• What the task requires:
Once the line with "Query: cloudy sky" is found in the data, output it and each following line exactly, up to and including the line with "259, row 235", and nothing before or after.

Material provided START

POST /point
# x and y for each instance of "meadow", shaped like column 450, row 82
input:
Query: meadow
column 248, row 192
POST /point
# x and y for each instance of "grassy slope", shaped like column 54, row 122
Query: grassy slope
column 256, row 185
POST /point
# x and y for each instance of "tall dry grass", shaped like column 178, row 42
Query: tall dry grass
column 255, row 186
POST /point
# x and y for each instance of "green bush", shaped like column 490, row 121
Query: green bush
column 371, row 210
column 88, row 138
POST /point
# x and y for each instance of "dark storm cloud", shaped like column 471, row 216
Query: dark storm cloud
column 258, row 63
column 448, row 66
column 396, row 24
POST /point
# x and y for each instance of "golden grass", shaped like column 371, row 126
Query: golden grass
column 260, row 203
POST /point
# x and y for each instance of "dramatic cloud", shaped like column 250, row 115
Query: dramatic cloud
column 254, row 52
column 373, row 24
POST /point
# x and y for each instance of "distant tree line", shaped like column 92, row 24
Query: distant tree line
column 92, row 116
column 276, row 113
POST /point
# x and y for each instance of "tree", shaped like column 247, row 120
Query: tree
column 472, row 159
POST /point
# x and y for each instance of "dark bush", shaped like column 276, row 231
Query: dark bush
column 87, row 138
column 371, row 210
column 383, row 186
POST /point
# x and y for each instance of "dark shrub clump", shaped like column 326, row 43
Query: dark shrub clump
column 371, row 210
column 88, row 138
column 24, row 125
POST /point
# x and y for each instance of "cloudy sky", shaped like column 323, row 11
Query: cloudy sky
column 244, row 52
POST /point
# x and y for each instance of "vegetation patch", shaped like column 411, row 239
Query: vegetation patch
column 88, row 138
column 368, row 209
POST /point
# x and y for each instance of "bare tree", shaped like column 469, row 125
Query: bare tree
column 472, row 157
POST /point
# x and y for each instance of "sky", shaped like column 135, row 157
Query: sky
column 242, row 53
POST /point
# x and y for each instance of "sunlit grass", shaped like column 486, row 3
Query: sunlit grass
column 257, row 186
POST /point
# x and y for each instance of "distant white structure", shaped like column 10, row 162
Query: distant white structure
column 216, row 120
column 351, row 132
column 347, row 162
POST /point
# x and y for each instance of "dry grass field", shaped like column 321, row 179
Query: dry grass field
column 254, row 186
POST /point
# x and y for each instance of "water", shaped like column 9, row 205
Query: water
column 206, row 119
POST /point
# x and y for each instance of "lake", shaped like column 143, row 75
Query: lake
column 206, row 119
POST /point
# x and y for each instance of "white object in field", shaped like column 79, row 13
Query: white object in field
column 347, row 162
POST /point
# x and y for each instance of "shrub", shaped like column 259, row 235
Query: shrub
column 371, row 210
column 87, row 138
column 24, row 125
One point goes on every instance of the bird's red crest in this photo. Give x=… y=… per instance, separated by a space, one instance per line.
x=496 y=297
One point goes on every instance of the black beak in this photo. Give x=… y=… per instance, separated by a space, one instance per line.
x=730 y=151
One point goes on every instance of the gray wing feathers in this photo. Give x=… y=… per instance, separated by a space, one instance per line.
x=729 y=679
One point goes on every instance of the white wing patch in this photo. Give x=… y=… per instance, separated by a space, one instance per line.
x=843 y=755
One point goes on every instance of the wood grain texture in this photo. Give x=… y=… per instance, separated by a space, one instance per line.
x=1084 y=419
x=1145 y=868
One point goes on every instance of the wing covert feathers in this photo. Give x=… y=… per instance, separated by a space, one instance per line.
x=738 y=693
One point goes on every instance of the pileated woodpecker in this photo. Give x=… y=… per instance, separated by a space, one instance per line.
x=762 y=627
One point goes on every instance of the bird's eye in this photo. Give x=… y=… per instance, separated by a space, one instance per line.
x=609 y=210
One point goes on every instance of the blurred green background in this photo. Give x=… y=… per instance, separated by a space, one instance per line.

Material provided END

• Output for this task:
Query: cloudy sky
column 244, row 52
POST /point
# x and y for each instance of "vegetation patch", shaped like column 411, row 239
Query: vegetation patch
column 88, row 138
column 368, row 209
POST /point
# x and y for each instance of "bare tree", shaped like column 469, row 125
Query: bare tree
column 472, row 157
POST /point
# x and y for each instance of "sky", shaped like column 135, row 157
Query: sky
column 242, row 53
POST /point
# x and y for each instance of "sunlit grass", shaped like column 486, row 3
Query: sunlit grass
column 257, row 186
POST /point
# x and y for each instance of "distant white structure", shaped like column 10, row 162
Query: distant white structure
column 216, row 120
column 351, row 132
column 347, row 162
POST /point
# x and y for each instance of "dry grass field", shaped like column 321, row 179
Query: dry grass field
column 254, row 186
POST /point
# x and y for each instance of "water", shaped like column 9, row 205
Query: water
column 206, row 119
POST /point
# x and y for each instance of "lake", shaped like column 143, row 75
Query: lake
column 206, row 119
POST /point
# x and y for each instance of "white object in field", shaped like column 79, row 13
Query: white object in field
column 347, row 162
POST /point
# x and y for each instance of "shrub", shaped like column 259, row 235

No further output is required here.